§ **What you should do**
Turn every entry below into a numbered list with one line per item, skipping blank lines. Leave the pictures out.

[Items stored from a collection]
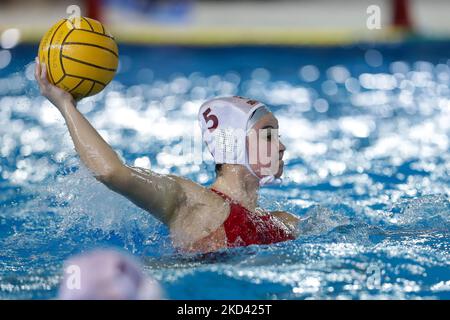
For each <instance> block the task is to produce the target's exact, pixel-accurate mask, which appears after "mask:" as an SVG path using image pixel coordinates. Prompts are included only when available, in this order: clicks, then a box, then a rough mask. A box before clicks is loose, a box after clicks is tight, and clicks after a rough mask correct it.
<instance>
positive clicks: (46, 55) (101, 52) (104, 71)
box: [38, 17, 119, 99]
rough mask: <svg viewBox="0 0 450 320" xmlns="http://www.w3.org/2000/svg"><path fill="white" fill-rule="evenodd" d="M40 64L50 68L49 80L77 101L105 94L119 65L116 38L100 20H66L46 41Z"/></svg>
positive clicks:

§ **Exercise answer**
1. For each <instance> block the task is to produce the target's exact, pixel-accurate mask, which appears after "mask:" as an SVG path using image pixel coordinates. Prompts are included only when available, in this order: clicks, then a box, then a rough mask. A box before clicks is loose, a box after clicks is tight, and clicks after a rough mask correct it.
2. <instance>
3. positive clicks: (46, 55) (101, 52) (104, 71)
4. box: [38, 17, 119, 99]
5. rough mask: <svg viewBox="0 0 450 320" xmlns="http://www.w3.org/2000/svg"><path fill="white" fill-rule="evenodd" d="M40 64L50 68L49 80L77 101L105 94L119 65L116 38L100 20H66L46 41Z"/></svg>
6. positive clicks:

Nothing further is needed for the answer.